(Source data)
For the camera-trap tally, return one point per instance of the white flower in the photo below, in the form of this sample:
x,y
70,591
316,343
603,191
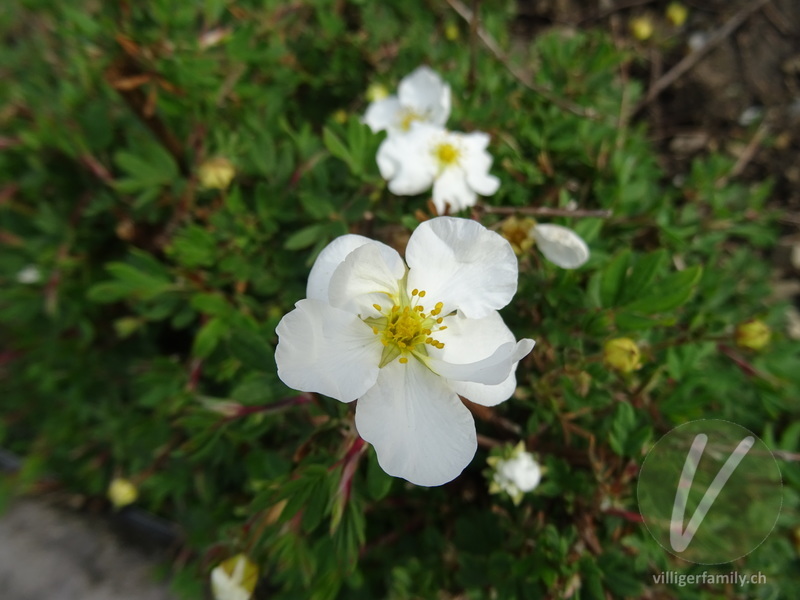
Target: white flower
x,y
234,579
29,275
407,340
421,96
455,164
516,475
561,246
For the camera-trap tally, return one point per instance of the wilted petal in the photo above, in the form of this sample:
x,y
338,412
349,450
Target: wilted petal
x,y
326,350
382,114
491,370
561,246
463,265
420,429
470,340
328,260
404,162
368,270
424,92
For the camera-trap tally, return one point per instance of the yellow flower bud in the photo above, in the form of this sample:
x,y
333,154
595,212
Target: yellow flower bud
x,y
752,334
216,173
677,13
234,578
122,492
641,28
376,92
518,233
622,354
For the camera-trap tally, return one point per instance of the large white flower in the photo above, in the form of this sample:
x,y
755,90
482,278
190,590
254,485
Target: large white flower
x,y
407,340
421,96
560,245
234,579
455,164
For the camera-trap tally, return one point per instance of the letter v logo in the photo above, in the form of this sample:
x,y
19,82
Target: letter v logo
x,y
680,539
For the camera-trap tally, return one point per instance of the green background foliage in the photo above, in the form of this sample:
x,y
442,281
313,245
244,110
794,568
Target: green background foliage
x,y
146,349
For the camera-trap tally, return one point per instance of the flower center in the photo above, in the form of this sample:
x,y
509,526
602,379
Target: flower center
x,y
446,154
406,328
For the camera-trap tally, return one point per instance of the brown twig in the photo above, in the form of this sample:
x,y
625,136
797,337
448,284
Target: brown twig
x,y
544,211
746,156
692,59
546,93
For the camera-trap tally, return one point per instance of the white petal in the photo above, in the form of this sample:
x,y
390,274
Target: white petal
x,y
492,370
404,162
326,350
463,265
561,246
420,429
328,260
382,114
426,94
367,271
470,340
451,188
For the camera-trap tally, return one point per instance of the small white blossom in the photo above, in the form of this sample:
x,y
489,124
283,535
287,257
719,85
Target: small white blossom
x,y
407,338
560,245
29,275
422,96
455,164
234,579
516,475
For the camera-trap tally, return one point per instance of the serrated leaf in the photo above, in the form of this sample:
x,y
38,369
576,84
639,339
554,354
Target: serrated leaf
x,y
643,273
669,293
209,336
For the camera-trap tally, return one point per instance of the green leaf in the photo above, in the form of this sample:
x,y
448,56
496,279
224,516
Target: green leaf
x,y
304,238
643,273
378,482
337,148
209,337
613,276
670,293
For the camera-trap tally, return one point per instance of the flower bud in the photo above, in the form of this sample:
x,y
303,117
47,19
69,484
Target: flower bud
x,y
515,473
451,31
641,28
752,334
518,233
622,354
216,173
376,92
29,275
122,492
677,13
234,578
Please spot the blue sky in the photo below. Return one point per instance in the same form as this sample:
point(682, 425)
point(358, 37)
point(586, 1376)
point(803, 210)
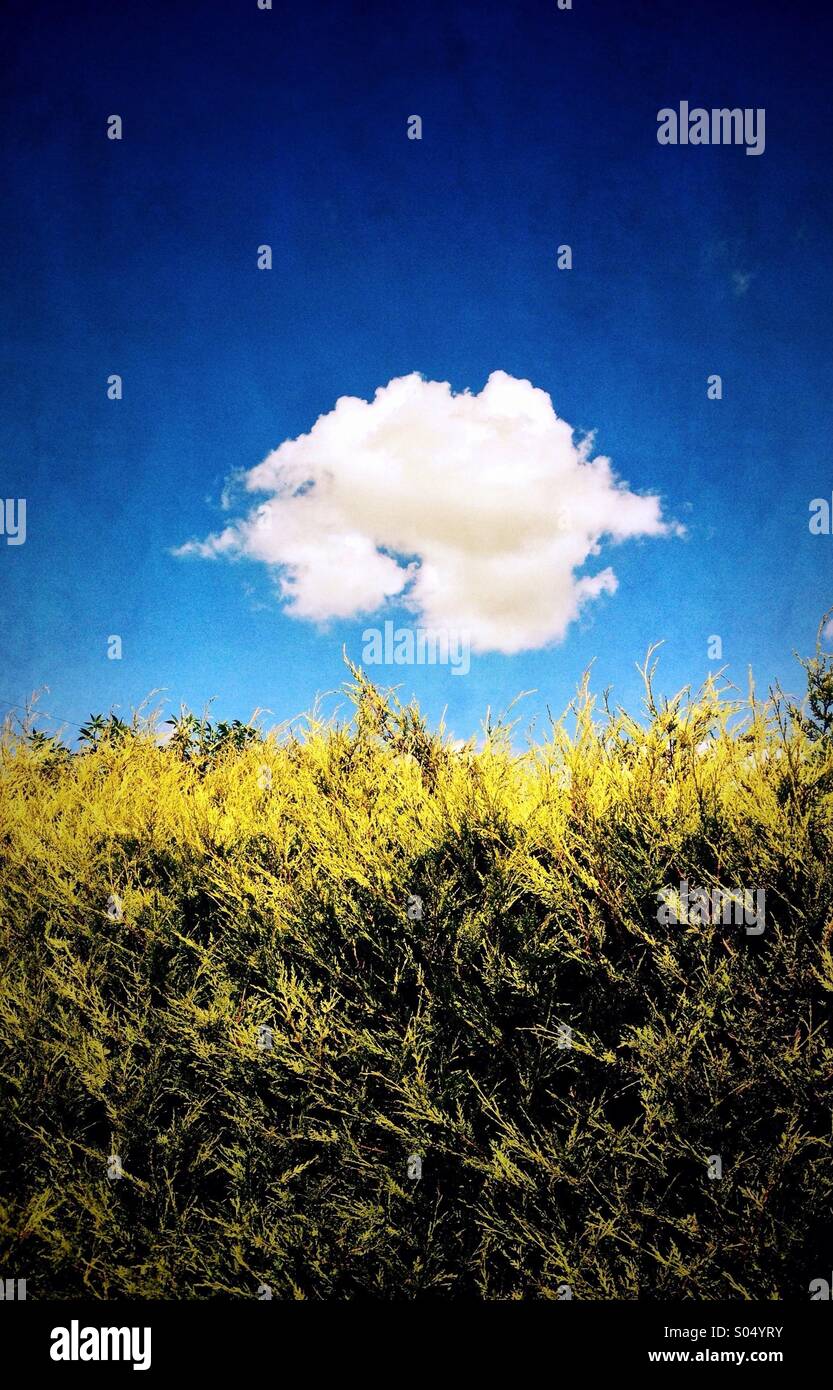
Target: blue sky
point(395, 256)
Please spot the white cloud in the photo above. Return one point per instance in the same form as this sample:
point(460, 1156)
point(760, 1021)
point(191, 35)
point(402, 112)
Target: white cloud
point(473, 510)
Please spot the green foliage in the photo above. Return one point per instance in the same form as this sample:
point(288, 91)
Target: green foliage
point(280, 901)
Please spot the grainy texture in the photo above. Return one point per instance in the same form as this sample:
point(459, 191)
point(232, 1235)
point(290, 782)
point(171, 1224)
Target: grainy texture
point(285, 905)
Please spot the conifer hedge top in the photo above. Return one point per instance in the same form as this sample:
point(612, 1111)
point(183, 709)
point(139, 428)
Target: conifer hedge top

→ **TASK GOAL**
Every entry is to be transcribed exactly, but the pictures are to be left out.

→ **SOLUTION FOR THIS TASK**
For the camera-trap tally, return one point per instance of the white flower in the photo below, in the form of this sample:
x,y
70,591
316,343
603,191
Target: white flower
x,y
234,579
29,275
407,340
421,96
455,164
516,475
561,246
For the camera-trap tally, return one point per instance of the wilted petal in the photo above, in the form of this sample:
x,y
338,412
349,450
Target: wilted petal
x,y
326,350
382,114
491,370
561,246
463,265
420,429
470,340
328,260
404,162
368,270
424,92
For the camera-trap tally, return one point per instance of the yellow flower bud in the photo above, in the form of this sample:
x,y
333,154
595,212
Target: yellow flower bud
x,y
752,334
216,173
677,13
234,578
122,492
641,28
376,92
518,233
622,354
For the camera-trap tally, return one point per instance of the large white flower in the photo above, in the form of this sample:
x,y
755,90
482,278
190,590
254,485
Target: large white flower
x,y
407,340
421,96
560,245
234,579
455,164
For the camera-trap tally, return one point per instance of the letter v logo in the photo above, in the form of this sample:
x,y
19,82
Target: letter v logo
x,y
680,539
For the camera-trap tally, return one point per instance of the green background foliage in the photo above, in the form of this sample:
x,y
442,281
313,245
244,110
794,568
Target: green background foliage
x,y
146,349
For the camera-trap tally, return one point per instance of the flower center in the photo above, in the form of this sample:
x,y
509,526
602,379
Target: flower center
x,y
446,154
406,328
For the camera-trap tally, return one point per instance of the brown twig in the photo above, in the form of this sample:
x,y
625,136
797,337
448,284
Target: brown twig
x,y
544,211
746,156
692,59
546,93
For the camera-trap tally, return one point per instance of the white petal in the photo above, in the form of this sample:
x,y
390,274
Target: white petal
x,y
492,370
404,162
326,350
463,265
561,246
420,429
328,260
382,114
426,94
367,271
470,340
451,188
For the camera-trap tally, return one point per instance of the small white blossom in the photo above, in the form of this sample:
x,y
489,124
283,535
287,257
719,85
Target: small white blossom
x,y
407,338
560,245
29,275
422,96
455,164
234,579
516,475
For the camera-trap tally, return one point per instance of the serrated leaf in the photo above, in the form of this sample:
x,y
38,369
576,84
639,339
554,354
Target: serrated leaf
x,y
643,273
669,293
209,336
For the camera-trap tally, return one point per instance of the green leaf in the photo above, in the form of this sample:
x,y
448,56
496,279
224,516
Target: green leaf
x,y
304,238
643,273
378,482
337,148
209,337
613,276
670,293
For the camera-trap tally, return one point per instance of the flower bud in the photo above, in the form of this sample:
x,y
303,117
47,19
69,484
Target: flower bud
x,y
515,473
451,31
641,28
752,334
518,233
622,354
216,173
376,92
29,275
122,492
677,13
234,578
Please spot the blue sky in the photo below. Return one point per instance in the same form as this sample:
point(682, 425)
point(358, 37)
point(586, 1376)
point(803, 210)
Target: blue sky
point(395, 256)
Please spot the white cloud in the photo above. Return one point per instance in the same form as this sample:
point(460, 1156)
point(760, 1021)
point(191, 35)
point(402, 112)
Target: white cloud
point(473, 510)
Please spot the green foliage in the photo above. Return one point per instance in the same form as this sample:
point(288, 91)
Target: green foliage
point(280, 901)
Please spot the grainy texture in the photo above. Return one point per instance in the same form as this sample:
point(459, 191)
point(232, 1235)
point(290, 782)
point(171, 1224)
Target: grainy texture
point(285, 905)
Please spot the conifer hedge top in the photo above. Return one point per instance in the same form as this sample:
point(612, 1111)
point(183, 709)
point(139, 428)
Target: conifer hedge top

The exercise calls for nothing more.